Copy the notebook text starting at "# Let's import the" and ending at "buffer = BytesIO()", swapping "helper function" for "utility function" wherever it occurs.

Document text:

+---+

# ControlNet enhanced OctoShop Pipeline
In this iPython Notebook, 
* We'll test a self-authored SDXL+Container container locally
* We'll then provide instructions update the model container running on an OctoAI endpoint
* You'll go ahead and learn to utilise Controlnets in the SDXL pipeline to get amazing images based on input images
* Finally you'll test your SDXL endpoint within a complete OctoShop pipeline, that now features a ControlNet and AI-based face swapping for better consistency

In [None]:
# Let's import some useful libraries
import requests
import json
from PIL import Image
from io import BytesIO
from base64 import b64encode, b64decode
from IPython.display import display

# Let's import the OctoAI Python SDK
from octoai.client import Client

# A helper function that reads a PIL Image objects and returns a base 64 encoded string
def encode_image(image: Image) -> str:
    buffer = BytesIO()
    image.save(buffer, format="png")
    im_base64 = b64encode(buffer.getvalue()).decode("utf-8")
    return im_base64

# A helper function that reads a base64 encoded string and returns a PIL Image object
def decode_image(image_str: str) -> Image:
    return Image.open(BytesIO(b64decode(image_str)))

# A helper function that rescales images to a resolution that is known to work great in SDXL
def rescale_image(image: Image) -> Image:
    w, h = image.size
    if w == h:
        width = 1024
        height = 1024
    elif w > h:
        width = 1024
        height = 1024 * h // w
    else:
        width = 1024 * w // h
        height = 1024
    image = image.resize((width, height))
    return image

# Initialize the OctoAI Client
# This will make it easier to interface with the model containers
client = Client()

# Please ignore the warning below - we don't need the token because we've enabled public access on our endpoints
# WARNING:root:OCTOAI_TOKEN environment variable is not set. You won't be able to reach OctoAI endpoints.

## A. Test your SDXL+ControlNet container locally
Make sure you've completed Sections 1 and 2 of Lab 2 described in the README.md.

+---+

[Labeled-object pointing data]
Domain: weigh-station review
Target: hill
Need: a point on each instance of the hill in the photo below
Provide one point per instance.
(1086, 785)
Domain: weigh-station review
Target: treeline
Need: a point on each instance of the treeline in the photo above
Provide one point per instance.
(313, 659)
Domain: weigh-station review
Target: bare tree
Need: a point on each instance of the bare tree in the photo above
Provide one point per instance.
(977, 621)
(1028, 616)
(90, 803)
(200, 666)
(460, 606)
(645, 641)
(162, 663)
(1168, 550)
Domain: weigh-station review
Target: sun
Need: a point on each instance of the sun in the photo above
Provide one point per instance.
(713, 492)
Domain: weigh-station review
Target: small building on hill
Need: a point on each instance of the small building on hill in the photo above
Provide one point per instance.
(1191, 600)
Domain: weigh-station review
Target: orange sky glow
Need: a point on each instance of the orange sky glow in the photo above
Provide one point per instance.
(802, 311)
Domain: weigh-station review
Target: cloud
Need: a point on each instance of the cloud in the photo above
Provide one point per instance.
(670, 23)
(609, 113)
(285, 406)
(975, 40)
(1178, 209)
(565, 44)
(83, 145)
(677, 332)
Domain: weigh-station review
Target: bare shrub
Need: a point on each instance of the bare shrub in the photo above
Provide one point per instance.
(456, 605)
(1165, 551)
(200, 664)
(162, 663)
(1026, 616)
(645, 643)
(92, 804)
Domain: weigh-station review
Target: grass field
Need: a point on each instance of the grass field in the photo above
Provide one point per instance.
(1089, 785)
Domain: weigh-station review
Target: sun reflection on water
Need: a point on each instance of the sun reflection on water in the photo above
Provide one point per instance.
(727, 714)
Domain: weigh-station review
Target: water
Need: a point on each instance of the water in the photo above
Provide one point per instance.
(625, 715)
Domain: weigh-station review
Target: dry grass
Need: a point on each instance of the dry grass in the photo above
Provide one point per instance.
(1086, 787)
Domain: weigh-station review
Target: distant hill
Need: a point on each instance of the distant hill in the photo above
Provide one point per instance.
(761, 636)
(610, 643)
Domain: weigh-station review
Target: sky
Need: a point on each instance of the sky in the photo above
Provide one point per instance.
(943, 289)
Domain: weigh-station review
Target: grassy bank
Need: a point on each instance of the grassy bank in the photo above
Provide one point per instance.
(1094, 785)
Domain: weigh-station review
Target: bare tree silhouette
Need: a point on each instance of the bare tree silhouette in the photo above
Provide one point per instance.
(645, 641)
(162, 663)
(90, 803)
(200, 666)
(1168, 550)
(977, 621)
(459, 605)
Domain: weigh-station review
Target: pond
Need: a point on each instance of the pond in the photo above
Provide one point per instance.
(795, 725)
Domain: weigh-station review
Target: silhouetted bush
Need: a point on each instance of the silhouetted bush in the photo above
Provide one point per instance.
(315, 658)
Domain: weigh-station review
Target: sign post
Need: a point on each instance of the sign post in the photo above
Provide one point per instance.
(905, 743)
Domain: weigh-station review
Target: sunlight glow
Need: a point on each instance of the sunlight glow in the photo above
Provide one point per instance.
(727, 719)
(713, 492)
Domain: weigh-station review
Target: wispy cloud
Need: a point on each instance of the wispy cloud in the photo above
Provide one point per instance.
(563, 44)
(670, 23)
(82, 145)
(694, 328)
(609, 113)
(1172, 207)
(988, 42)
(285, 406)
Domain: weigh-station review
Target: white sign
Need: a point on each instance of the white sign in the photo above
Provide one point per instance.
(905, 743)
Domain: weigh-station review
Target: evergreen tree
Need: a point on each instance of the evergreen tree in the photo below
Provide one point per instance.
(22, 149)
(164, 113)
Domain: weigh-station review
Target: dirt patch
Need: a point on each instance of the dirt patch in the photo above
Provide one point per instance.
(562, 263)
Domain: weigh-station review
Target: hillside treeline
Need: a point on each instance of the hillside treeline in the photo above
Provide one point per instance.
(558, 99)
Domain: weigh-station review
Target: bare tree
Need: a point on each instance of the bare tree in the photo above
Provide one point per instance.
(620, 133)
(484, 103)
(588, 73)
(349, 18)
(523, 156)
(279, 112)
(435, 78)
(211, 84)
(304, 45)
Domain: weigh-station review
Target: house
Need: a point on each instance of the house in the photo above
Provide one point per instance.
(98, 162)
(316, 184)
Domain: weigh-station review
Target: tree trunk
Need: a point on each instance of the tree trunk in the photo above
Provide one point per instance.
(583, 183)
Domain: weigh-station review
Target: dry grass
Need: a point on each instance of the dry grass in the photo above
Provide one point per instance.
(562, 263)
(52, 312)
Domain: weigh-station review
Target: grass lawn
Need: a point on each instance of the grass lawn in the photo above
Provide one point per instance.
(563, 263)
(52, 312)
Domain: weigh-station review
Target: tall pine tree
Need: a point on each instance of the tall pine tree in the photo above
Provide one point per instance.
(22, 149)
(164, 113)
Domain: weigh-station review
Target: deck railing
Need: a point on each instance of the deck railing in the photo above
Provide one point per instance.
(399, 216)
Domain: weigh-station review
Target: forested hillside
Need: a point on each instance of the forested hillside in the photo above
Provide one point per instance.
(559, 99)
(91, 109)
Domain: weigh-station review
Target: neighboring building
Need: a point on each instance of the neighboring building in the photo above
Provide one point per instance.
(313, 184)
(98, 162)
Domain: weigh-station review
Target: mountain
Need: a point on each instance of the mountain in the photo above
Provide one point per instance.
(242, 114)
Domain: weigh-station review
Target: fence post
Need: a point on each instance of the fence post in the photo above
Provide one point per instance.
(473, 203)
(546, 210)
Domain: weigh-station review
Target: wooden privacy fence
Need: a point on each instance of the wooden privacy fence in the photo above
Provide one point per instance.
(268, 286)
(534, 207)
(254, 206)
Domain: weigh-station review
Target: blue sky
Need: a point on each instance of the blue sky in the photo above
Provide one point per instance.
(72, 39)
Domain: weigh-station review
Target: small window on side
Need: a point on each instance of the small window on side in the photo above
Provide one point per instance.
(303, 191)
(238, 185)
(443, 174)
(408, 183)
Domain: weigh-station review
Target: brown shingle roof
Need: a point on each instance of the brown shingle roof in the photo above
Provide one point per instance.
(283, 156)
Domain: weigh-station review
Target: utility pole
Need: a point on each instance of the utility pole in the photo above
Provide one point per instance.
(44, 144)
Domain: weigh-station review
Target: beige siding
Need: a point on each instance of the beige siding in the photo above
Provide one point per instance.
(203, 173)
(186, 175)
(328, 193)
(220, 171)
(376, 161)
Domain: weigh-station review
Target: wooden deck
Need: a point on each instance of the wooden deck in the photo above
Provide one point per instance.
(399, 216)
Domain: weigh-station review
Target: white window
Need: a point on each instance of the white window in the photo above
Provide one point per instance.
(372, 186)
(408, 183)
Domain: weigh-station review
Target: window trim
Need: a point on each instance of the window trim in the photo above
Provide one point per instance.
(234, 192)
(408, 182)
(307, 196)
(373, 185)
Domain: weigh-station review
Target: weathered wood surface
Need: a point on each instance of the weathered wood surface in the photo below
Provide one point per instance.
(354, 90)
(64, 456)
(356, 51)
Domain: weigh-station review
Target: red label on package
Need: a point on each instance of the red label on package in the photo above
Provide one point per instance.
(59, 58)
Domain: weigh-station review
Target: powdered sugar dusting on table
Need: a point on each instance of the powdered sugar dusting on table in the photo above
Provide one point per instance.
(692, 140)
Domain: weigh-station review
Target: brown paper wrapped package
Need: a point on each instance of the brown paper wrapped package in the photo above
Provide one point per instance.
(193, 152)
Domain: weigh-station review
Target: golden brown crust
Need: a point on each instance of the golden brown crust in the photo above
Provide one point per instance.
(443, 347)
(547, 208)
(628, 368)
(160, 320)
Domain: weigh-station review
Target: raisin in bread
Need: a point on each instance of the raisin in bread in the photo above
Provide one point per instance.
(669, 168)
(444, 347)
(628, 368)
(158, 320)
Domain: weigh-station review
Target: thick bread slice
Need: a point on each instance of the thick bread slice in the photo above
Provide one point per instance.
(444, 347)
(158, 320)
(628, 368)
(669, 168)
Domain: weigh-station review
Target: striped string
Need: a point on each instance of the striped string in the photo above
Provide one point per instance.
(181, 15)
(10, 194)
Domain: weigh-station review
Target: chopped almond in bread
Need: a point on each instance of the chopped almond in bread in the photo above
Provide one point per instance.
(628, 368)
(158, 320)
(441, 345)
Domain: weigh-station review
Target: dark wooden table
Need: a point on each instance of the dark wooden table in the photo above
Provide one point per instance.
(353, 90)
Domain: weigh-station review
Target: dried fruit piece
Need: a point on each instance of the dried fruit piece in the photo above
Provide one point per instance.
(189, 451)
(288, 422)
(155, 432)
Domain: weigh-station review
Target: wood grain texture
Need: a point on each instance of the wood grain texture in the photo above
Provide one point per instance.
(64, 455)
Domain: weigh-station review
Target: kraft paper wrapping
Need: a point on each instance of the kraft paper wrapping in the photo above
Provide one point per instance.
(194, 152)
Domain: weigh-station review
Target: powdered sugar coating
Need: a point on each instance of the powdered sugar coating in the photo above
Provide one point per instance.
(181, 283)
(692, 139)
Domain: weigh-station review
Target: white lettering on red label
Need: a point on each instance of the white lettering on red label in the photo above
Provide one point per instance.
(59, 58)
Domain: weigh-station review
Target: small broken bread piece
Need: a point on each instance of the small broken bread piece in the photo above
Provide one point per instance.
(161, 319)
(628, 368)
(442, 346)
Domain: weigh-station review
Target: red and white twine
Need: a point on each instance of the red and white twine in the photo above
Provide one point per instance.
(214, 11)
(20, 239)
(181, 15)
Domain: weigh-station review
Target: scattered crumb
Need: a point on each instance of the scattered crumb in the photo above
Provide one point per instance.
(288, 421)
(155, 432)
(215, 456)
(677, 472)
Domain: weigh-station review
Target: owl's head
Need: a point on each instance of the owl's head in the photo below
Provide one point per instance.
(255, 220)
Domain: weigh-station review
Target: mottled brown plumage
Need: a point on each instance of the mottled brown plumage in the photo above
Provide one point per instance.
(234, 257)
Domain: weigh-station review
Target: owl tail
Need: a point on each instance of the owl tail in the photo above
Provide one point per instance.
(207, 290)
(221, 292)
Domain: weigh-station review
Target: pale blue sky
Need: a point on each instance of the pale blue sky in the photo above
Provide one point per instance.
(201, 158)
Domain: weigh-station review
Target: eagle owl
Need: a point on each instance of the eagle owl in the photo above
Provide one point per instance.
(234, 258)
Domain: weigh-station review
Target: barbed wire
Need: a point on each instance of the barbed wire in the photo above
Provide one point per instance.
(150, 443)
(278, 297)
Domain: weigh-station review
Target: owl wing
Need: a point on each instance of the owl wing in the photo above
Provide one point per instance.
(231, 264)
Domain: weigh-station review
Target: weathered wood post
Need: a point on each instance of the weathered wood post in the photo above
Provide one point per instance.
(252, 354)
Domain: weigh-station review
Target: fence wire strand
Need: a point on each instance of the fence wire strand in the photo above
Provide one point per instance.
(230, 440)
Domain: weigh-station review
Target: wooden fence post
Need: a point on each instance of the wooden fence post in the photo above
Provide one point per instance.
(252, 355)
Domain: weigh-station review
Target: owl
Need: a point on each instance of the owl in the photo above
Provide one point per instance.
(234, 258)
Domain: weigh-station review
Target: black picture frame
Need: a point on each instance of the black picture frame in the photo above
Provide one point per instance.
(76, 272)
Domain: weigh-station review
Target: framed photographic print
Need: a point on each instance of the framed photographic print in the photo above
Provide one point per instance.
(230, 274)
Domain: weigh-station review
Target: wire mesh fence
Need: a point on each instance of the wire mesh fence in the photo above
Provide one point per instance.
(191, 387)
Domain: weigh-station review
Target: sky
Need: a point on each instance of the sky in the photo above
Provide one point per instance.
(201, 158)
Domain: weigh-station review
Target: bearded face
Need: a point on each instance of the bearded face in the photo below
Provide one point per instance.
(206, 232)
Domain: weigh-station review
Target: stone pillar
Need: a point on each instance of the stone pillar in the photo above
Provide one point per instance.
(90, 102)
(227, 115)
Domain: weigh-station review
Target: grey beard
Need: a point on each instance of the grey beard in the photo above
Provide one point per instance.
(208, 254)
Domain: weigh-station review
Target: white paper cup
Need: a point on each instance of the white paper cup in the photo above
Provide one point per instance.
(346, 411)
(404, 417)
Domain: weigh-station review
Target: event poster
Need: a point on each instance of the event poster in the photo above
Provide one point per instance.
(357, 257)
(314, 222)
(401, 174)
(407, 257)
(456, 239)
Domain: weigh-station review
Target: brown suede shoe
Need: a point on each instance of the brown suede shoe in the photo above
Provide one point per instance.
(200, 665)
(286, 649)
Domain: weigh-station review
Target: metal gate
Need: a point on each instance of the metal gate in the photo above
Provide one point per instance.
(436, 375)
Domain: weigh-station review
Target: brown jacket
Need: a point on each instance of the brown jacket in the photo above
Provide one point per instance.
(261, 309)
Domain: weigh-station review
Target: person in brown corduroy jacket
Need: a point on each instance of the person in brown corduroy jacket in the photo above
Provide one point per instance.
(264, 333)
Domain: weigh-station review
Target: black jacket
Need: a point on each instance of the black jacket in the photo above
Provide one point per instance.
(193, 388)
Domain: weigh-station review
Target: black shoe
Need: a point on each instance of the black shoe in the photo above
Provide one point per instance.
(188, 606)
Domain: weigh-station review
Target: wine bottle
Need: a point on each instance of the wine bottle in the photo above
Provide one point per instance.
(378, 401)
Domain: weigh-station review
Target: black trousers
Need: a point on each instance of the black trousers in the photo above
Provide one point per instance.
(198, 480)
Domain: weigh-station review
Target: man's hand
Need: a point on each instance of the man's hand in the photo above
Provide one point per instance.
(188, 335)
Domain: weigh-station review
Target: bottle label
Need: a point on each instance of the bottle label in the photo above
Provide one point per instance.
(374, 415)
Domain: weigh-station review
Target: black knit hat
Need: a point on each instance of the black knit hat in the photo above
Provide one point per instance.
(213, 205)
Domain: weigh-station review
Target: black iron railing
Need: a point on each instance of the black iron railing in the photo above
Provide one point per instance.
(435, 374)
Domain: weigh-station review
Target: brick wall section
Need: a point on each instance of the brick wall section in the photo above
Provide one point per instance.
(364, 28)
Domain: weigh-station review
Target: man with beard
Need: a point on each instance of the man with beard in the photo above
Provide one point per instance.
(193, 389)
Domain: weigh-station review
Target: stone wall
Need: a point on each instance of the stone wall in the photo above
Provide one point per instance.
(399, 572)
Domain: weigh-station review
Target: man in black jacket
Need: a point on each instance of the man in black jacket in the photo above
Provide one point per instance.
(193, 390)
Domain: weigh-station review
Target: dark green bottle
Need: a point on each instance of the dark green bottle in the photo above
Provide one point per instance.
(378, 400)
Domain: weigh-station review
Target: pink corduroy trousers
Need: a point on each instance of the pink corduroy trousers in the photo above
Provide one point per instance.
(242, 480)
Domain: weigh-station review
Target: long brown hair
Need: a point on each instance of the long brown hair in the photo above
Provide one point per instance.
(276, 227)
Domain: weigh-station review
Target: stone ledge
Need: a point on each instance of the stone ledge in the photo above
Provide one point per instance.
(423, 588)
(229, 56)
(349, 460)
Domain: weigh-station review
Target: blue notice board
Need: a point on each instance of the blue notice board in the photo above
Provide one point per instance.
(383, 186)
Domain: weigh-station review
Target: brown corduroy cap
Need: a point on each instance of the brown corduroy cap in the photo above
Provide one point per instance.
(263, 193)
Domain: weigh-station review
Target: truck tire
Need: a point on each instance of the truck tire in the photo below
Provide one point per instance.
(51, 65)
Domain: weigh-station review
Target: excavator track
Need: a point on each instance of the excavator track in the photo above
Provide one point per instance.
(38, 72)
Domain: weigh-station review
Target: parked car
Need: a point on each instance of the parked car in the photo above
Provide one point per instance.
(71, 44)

+---+

Answer to this problem:
# Let's import the OctoAI Python SDK
from octoai.client import Client

# A utility function that reads a PIL Image objects and returns a base 64 encoded string
def encode_image(image: Image) -> str:
    buffer = BytesIO()